• [To be done]
Write out only the lines from the one containing "Task: Q: Indicate the denim" through the last line, both included, keeping the requests as they are. Multiply every coordinate in the answers by 1.05 and round each result to a whole number, rounding halves up.

• [Dataset extract]
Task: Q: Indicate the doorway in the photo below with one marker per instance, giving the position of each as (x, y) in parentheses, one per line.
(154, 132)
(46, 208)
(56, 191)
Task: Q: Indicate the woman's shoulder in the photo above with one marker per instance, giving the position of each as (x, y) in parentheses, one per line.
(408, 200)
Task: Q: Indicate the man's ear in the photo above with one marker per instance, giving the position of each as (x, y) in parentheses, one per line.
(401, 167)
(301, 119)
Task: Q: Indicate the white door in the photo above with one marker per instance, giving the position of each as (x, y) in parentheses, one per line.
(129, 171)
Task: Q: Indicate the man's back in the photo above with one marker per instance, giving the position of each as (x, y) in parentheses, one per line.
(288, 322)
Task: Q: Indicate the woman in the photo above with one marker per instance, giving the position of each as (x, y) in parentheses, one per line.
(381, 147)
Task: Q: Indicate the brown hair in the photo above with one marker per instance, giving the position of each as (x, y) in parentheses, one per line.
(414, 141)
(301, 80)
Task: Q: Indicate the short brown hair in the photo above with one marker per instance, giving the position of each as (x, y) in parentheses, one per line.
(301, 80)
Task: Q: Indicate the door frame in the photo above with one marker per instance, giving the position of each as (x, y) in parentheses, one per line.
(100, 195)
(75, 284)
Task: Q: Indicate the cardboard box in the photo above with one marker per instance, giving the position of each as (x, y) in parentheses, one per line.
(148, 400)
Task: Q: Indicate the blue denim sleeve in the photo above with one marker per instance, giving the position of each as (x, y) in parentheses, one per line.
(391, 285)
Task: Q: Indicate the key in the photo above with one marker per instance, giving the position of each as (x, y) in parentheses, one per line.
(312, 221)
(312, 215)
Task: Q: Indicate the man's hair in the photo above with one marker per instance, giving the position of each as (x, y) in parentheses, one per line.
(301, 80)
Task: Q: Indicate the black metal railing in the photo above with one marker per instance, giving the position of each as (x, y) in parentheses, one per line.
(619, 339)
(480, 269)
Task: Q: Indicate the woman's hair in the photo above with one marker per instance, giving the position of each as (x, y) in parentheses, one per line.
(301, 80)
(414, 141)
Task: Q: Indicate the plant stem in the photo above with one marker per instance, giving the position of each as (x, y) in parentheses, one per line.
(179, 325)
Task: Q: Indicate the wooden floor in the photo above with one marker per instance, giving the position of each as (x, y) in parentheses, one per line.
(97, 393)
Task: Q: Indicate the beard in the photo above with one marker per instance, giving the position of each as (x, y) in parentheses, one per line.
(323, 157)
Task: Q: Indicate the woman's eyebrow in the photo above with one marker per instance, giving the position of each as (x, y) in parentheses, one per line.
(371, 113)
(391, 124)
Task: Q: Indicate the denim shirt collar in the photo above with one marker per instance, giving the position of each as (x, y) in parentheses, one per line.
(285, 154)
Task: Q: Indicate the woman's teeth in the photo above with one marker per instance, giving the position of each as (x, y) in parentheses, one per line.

• [Result below]
Task: Q: Indicate the denim shirt collar in the photo above with one marker per instance, giving the position of each as (x, y) in parentheses, one per line.
(299, 162)
Task: Q: Indicate the woman's teeth in the photo above with one marker per instance, giving the position of each as (x, y) in parentheses, one per line.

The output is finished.